TAREAS POR REALIZAR:
**a)** Conteste, según la crónica, las siguientes preguntas:
(i) ¿Hacia qué provincia se dirige la salida?
(ii) ¿Hasta qué localidad suena Aute a todo volumen?
(iii) ¿Qué árboles acompañan el trayecto?
**b)** Resuma la crónica en dos oraciones.
**c)** Reescriba como lista el párrafo de la crónica que comienza con «Afloramientos paleozoicos» y conserve sus datos principales.

Caminar, mirar, contar – Paseo 18
Entre límites provinciales. Lluvia, niebla viento y naranjas.
Con amenaza de lluvia intensa y los tractores en todas las carreteras comarcales y nacionales salimos hacia Castellón a una hora que se podría calificar de inmunda. Al Alba, como la canción de Aute.
Como castigo al épico madrugón enchufo mi lista de spoti (lo siento, Gonzalo, es lo que hay) y les obligo a escuchar Aute a todo trapo hasta Alcañiz, donde me suplican que por favor lo deje o me ponga los auriculares. Con la música logro contener las emociones primarias y ando muuuy sosegada mirando el paisaje y esperando con tranquila contención la llegada a las cuevas de San José. No tengo demasiadas expectativas, pero sí una honda sensación de que me gustarán.
Afloramientos paleozoicos, abruptas crestas y suaves lomas conviven con suelos arcillosos,/ y el clima mediterráneo suave y húmedo que nos tendría recibir en destino parece que mutará hoy hacia otro más atlántico. Olivos de hojas casi blancas y almendros nos acompañan. Y la lluvia. La temperatura sigue bajando conforme atravesamos la áspera paramera turolense donde se sitúa el triángulo de las Bermudas del frío… dios, qué elección de fin de semana hemos hecho.
Me muevo a gusto por los límites, por las líneas fronterizas que rara vez son rectas y nunca resultan ser frontera de nada. Me van las carreteras de rango comarcal para abajo.
Sigue lloviendo.

DATOS REGISTRADOS:
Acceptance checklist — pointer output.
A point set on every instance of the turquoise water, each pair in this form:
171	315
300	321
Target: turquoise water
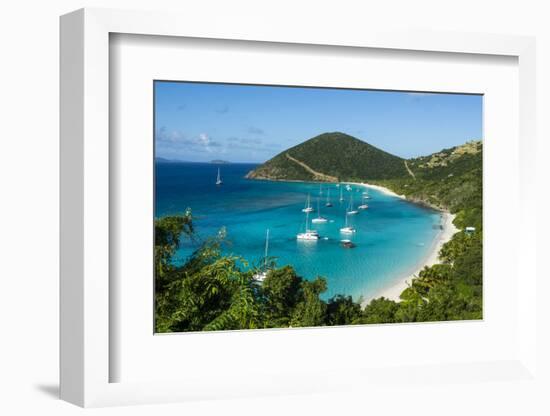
393	236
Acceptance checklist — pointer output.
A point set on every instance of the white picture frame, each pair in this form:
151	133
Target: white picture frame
86	355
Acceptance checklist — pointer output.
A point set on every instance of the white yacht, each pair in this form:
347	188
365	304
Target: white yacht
363	206
260	276
308	207
347	229
308	235
319	219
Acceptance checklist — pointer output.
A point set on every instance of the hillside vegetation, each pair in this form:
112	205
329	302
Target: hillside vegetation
451	180
338	155
211	291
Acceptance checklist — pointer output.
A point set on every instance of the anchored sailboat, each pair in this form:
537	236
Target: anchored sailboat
328	203
260	276
308	207
308	235
319	219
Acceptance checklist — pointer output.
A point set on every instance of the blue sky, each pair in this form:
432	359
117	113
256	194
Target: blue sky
200	122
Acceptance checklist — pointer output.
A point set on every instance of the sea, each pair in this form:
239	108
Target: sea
393	237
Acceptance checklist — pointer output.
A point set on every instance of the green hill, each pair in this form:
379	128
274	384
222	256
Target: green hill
332	157
450	179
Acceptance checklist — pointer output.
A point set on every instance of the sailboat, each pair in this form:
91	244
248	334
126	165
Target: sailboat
308	235
363	205
347	229
328	203
351	211
260	276
308	207
319	219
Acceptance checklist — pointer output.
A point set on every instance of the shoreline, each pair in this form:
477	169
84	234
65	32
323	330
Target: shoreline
379	188
392	292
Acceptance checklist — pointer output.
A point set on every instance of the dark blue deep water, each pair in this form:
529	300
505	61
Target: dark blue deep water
393	236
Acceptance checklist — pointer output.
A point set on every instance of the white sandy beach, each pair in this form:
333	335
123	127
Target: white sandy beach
392	292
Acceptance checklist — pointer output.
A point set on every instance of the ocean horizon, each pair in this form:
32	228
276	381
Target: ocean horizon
392	238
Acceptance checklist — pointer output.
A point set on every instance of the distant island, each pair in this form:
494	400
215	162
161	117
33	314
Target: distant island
448	285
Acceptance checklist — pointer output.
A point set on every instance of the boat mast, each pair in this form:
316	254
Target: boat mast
266	248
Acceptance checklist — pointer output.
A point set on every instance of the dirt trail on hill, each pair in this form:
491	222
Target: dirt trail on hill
316	175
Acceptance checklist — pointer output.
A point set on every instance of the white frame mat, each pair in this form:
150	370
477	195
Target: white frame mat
86	168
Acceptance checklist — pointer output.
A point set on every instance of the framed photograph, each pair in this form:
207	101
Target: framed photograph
281	198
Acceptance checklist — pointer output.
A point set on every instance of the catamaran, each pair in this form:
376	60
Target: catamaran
347	229
260	276
351	211
328	203
308	207
319	219
363	205
310	235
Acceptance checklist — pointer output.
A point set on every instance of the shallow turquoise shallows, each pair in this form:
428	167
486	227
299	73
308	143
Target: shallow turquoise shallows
393	237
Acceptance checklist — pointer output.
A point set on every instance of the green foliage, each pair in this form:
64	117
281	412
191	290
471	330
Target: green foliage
335	154
212	291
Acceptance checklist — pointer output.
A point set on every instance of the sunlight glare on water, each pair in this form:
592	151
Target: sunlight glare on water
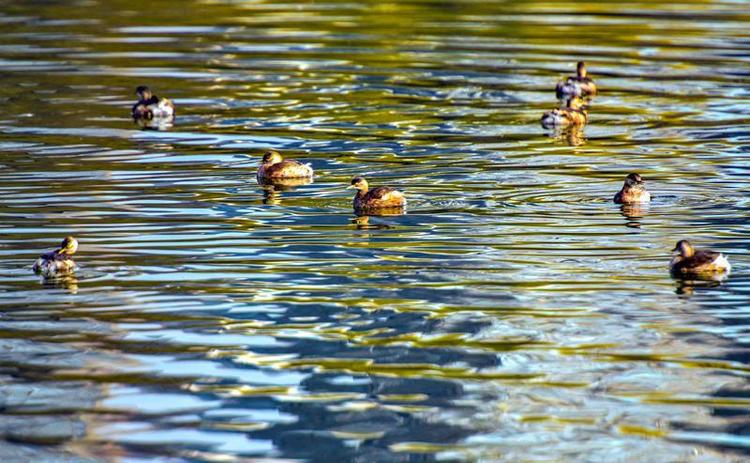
514	313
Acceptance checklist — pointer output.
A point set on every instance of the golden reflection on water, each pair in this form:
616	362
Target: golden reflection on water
511	313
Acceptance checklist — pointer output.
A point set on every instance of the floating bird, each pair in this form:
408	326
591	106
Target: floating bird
274	167
689	261
382	197
633	191
579	85
58	261
572	115
150	106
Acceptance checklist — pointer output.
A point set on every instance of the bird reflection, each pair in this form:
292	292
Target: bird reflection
362	222
687	287
156	124
272	188
573	135
65	281
634	212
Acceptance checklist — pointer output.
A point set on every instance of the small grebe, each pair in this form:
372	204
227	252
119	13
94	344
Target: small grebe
59	260
382	197
633	191
579	85
572	115
150	106
274	167
691	261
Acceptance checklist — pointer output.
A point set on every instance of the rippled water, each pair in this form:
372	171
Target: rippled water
514	313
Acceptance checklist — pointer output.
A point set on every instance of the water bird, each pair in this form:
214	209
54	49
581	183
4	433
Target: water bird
579	85
571	115
274	167
633	191
58	261
382	197
150	106
689	261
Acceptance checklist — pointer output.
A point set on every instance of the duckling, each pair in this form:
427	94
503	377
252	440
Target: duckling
382	197
691	261
572	115
579	85
633	191
274	167
150	106
59	260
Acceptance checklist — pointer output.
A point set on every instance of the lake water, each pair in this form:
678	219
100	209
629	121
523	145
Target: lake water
512	314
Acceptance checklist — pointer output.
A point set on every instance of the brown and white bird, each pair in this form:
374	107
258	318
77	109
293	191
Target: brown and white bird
382	197
58	261
275	167
689	261
633	191
577	86
150	106
572	114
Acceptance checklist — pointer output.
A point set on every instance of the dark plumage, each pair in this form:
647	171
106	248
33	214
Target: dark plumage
150	106
633	191
377	198
577	86
691	261
59	260
273	166
571	115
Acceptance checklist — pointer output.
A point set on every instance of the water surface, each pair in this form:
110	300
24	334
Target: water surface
513	314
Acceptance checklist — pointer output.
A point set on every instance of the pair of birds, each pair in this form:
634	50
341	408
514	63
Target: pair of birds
572	91
687	262
274	169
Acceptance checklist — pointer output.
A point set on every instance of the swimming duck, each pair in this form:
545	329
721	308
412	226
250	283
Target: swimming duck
382	197
579	85
274	167
150	106
58	261
691	261
633	191
572	115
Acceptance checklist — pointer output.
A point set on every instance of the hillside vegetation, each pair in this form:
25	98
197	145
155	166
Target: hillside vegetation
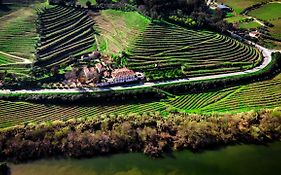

RESPUESTAS A TAREAS:
**a)**
(i) Hacia Castellón.
(ii) Hasta Alcañiz.
(iii) Olivos de hojas casi blancas y almendros.

**b)** La crónica narra una salida de madrugada hacia Castellón, con amenaza de lluvia intensa, tractores en las carreteras y canciones de Aute a todo volumen hasta Alcañiz. En el camino a las cuevas de San José, entre olivos y almendros, la temperatura baja al atravesar la paramera turolense y sigue lloviendo.

**c)**
- Relieve y suelo: afloramientos paleozoicos, crestas abruptas y lomas suaves junto a suelos arcillosos.
- Clima: el clima mediterráneo suave y húmedo del destino parece que cambiará hoy hacia uno más atlántico.
- Vegetación: olivos de hojas casi blancas y almendros.
- Tiempo: lluvia y temperatura en descenso al cruzar la paramera turolense, donde se sitúa «el triángulo de las Bermudas del frío».